[Coordinate labeling data]
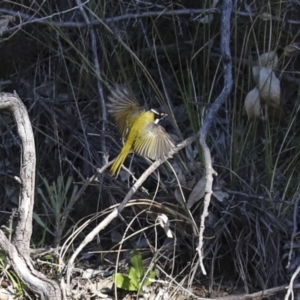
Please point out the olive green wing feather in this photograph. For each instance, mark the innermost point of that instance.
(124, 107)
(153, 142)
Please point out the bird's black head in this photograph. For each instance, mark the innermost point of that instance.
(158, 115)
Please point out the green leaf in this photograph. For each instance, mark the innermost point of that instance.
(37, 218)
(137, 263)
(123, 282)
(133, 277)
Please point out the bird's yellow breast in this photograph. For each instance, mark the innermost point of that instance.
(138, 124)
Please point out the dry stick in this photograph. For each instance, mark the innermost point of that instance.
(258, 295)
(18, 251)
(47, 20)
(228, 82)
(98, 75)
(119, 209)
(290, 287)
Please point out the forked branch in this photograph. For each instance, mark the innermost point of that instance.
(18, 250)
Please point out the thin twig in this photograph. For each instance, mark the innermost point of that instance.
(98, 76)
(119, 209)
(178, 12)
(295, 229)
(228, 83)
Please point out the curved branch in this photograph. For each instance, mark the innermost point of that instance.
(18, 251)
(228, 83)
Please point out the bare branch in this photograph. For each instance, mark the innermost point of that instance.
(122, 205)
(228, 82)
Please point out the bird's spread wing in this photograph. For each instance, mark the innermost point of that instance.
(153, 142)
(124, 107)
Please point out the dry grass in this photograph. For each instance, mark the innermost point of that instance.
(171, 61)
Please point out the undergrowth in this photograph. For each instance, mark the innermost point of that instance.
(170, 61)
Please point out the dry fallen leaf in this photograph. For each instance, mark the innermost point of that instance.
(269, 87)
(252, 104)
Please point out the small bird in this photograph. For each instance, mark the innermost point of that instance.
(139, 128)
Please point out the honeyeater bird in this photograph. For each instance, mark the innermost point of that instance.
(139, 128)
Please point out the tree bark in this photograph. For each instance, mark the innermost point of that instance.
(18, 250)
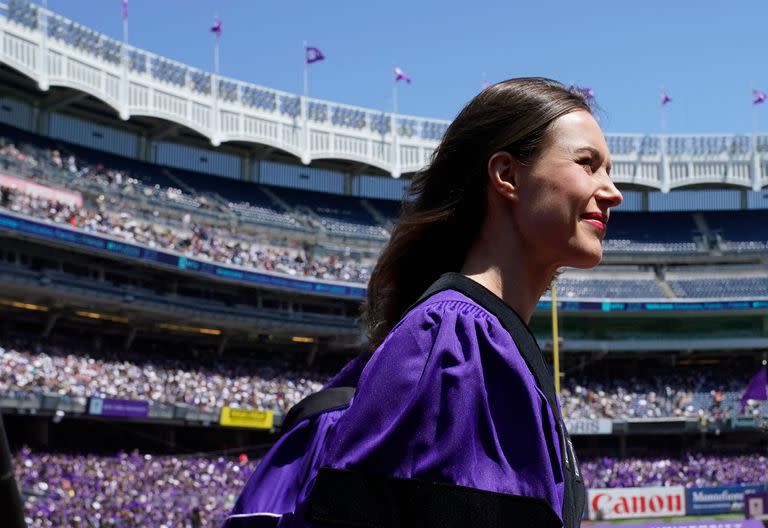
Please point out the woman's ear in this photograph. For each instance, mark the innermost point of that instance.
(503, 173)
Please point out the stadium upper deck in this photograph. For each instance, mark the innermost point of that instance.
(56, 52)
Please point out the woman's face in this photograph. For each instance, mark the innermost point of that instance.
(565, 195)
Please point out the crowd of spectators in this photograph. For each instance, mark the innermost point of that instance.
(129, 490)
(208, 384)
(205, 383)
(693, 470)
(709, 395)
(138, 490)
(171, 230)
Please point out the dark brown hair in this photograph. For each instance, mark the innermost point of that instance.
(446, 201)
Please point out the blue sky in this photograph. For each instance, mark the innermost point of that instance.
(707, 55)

--

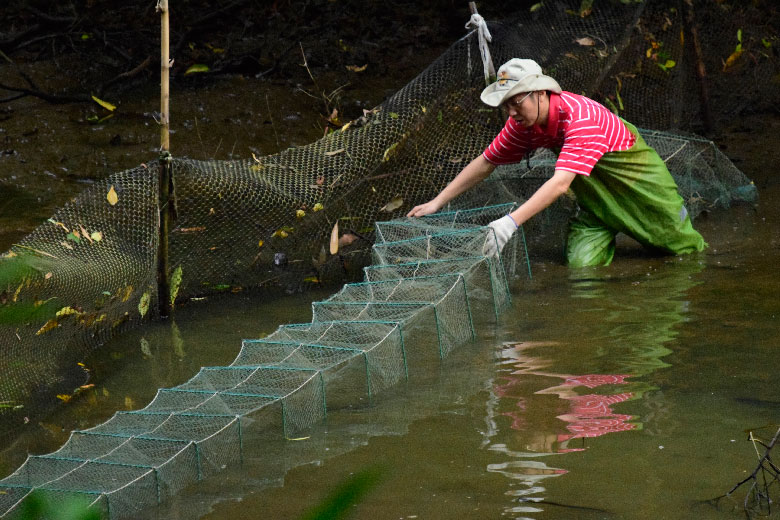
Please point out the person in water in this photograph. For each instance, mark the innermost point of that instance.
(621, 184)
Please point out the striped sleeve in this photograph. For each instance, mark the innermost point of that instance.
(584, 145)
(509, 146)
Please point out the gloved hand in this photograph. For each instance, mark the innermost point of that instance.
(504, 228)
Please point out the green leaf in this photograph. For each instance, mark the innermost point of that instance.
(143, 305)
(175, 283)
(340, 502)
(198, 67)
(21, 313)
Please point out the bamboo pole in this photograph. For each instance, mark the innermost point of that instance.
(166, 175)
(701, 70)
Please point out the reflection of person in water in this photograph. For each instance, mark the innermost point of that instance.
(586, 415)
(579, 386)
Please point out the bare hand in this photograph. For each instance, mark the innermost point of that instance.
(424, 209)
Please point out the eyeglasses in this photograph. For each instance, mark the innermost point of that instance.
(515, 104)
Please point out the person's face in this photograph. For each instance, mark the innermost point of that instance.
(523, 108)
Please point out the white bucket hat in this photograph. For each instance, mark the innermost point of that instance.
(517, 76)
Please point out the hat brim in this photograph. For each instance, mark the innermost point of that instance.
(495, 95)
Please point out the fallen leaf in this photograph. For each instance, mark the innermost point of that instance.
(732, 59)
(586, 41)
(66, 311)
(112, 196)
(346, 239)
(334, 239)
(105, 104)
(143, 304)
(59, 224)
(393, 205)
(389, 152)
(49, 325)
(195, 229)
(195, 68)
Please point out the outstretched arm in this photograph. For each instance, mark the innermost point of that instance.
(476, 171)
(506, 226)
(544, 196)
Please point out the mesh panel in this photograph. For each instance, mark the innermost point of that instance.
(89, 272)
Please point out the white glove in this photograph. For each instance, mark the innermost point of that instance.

> [Task details]:
How many lines in the material above contain the word "bird"? Reply with the number alone.

> [Result]:
5